# Supplied information
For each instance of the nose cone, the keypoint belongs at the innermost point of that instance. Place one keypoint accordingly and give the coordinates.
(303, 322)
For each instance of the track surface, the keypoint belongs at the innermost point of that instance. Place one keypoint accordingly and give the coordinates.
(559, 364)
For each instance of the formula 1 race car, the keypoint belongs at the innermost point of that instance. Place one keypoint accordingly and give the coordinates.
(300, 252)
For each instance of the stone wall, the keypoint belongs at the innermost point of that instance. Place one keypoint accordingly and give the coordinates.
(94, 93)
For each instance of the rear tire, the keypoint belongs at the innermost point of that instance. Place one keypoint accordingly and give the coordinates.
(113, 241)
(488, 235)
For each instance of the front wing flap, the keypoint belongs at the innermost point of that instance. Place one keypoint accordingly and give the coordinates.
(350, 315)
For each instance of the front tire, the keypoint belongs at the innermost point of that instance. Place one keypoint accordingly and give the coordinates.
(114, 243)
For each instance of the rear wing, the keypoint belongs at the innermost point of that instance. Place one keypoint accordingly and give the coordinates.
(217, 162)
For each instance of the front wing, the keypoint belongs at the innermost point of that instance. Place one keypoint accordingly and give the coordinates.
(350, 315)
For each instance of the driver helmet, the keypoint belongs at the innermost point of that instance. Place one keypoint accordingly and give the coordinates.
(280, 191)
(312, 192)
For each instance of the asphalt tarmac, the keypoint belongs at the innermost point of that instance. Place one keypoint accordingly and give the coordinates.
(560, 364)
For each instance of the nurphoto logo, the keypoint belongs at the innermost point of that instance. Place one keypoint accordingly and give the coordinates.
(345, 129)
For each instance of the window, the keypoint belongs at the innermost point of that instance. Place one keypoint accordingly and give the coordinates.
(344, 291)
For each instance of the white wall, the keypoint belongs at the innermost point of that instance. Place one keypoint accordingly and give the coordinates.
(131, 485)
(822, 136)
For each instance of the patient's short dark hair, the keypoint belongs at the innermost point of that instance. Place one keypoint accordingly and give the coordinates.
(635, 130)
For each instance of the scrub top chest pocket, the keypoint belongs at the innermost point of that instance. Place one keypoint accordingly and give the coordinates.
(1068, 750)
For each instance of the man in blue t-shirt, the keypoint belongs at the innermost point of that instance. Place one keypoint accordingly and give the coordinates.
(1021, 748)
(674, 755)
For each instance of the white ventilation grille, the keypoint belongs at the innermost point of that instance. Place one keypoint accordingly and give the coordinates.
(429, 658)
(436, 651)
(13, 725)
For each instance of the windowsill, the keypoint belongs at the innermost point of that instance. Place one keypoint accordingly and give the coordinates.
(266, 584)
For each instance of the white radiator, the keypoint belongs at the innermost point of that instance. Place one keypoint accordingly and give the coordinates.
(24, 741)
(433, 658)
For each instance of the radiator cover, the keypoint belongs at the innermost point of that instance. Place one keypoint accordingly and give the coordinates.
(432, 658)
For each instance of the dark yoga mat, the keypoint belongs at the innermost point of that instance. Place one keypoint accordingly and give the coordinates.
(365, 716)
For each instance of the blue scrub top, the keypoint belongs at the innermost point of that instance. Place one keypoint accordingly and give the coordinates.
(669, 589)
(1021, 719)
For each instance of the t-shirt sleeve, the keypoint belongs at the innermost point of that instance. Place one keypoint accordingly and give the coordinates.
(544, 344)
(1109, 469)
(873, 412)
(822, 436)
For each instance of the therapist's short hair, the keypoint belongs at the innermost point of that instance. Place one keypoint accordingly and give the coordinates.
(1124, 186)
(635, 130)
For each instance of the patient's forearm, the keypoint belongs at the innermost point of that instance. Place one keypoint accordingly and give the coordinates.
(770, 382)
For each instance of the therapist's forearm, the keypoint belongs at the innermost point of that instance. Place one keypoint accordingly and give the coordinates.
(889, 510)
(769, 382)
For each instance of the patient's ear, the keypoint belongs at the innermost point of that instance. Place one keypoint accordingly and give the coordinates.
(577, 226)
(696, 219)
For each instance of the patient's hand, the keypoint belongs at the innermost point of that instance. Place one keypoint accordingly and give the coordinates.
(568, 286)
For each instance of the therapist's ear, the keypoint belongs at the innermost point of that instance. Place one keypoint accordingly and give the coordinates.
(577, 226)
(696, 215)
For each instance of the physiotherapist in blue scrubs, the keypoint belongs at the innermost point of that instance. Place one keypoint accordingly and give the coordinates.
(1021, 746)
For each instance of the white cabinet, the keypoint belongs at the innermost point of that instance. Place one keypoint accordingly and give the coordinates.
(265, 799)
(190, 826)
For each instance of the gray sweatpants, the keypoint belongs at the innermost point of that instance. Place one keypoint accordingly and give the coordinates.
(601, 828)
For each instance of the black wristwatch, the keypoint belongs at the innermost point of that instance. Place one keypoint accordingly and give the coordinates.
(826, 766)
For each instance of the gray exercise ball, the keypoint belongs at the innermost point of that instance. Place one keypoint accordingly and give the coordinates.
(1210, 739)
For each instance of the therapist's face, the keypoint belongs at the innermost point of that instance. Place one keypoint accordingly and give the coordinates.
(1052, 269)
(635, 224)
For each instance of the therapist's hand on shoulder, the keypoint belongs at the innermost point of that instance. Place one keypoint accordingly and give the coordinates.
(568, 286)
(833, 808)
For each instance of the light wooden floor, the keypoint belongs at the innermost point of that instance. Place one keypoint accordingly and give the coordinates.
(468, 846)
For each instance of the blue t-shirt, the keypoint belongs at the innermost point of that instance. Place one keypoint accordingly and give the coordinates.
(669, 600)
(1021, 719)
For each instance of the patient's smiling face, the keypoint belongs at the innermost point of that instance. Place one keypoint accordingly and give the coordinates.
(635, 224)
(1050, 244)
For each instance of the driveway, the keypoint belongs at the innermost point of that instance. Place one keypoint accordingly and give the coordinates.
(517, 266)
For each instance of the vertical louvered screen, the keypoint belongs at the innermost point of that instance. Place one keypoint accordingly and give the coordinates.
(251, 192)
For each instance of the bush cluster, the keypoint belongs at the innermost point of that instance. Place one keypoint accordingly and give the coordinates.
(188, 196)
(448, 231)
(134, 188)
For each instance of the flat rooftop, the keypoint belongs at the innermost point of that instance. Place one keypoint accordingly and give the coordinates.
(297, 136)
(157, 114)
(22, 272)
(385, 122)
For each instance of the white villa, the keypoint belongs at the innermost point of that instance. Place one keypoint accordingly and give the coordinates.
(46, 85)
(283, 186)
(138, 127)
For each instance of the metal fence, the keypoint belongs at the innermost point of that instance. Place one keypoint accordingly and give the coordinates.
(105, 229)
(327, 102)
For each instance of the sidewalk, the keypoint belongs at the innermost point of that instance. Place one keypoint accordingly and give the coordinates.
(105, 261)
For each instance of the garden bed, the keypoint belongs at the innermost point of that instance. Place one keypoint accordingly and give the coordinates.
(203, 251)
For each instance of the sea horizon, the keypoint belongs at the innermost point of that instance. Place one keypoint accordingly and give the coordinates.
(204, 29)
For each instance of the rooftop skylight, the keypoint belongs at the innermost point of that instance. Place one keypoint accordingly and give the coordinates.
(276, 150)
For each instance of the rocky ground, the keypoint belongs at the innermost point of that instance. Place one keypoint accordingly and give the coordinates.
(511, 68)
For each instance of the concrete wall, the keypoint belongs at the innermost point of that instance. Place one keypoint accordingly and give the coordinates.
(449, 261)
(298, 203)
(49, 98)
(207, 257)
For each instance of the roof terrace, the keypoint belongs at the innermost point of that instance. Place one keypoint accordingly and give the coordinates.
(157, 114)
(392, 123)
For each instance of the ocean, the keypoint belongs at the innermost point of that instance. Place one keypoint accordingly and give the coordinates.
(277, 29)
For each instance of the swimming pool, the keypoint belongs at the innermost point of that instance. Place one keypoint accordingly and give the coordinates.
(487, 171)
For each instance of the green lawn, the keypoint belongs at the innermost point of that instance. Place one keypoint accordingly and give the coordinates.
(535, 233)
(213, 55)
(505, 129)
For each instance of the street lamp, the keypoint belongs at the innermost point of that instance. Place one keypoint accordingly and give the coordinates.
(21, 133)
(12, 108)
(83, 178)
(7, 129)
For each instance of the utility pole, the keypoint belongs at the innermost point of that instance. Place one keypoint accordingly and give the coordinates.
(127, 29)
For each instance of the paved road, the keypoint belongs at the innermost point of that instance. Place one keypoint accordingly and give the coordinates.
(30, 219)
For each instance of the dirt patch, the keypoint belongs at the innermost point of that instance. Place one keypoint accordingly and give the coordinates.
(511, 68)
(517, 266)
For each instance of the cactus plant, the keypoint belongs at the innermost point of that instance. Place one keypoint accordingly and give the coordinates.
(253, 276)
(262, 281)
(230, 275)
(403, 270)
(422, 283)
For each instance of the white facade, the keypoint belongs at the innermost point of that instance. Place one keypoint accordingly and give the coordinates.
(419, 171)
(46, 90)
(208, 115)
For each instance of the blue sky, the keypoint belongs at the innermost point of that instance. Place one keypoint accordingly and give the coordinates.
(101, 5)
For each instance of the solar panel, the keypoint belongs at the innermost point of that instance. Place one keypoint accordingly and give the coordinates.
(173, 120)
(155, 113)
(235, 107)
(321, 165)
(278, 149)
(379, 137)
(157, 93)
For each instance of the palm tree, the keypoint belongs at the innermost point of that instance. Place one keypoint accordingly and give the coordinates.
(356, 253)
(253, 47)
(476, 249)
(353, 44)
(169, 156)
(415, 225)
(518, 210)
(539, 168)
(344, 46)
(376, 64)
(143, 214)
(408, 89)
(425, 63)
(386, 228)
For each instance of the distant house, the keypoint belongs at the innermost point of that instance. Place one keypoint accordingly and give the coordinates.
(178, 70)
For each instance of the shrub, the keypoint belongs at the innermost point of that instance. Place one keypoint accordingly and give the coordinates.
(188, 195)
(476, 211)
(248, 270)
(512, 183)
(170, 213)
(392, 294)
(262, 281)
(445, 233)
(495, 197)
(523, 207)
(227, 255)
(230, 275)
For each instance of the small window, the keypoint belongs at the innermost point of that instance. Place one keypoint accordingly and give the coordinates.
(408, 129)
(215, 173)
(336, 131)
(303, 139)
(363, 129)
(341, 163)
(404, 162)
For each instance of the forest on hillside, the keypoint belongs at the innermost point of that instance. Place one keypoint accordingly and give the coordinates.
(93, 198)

# Goal
Rewrite the data starting at the line that contains "For each instance of the shrub, the" and ending at the end of the data, with "innermost point" changed to "center point" and everything else left unchanged.

# Solution to this task
For each instance of the shrub, the keypoint belongs at the center point of that instance. Place one keypoint accordingly and give the coordinates.
(188, 195)
(476, 211)
(248, 270)
(512, 183)
(170, 213)
(392, 294)
(262, 281)
(445, 233)
(495, 197)
(523, 207)
(227, 255)
(230, 275)
For each instance of the small window, the keypoint belongs at the center point of that instance. Place one keypoint accordingly and give the coordinates.
(408, 129)
(215, 173)
(336, 131)
(303, 139)
(363, 129)
(341, 163)
(404, 162)
For each instance of the forest on hillside, the keypoint belongs at the center point of that instance. Place one keypoint accordingly and give the coordinates.
(93, 198)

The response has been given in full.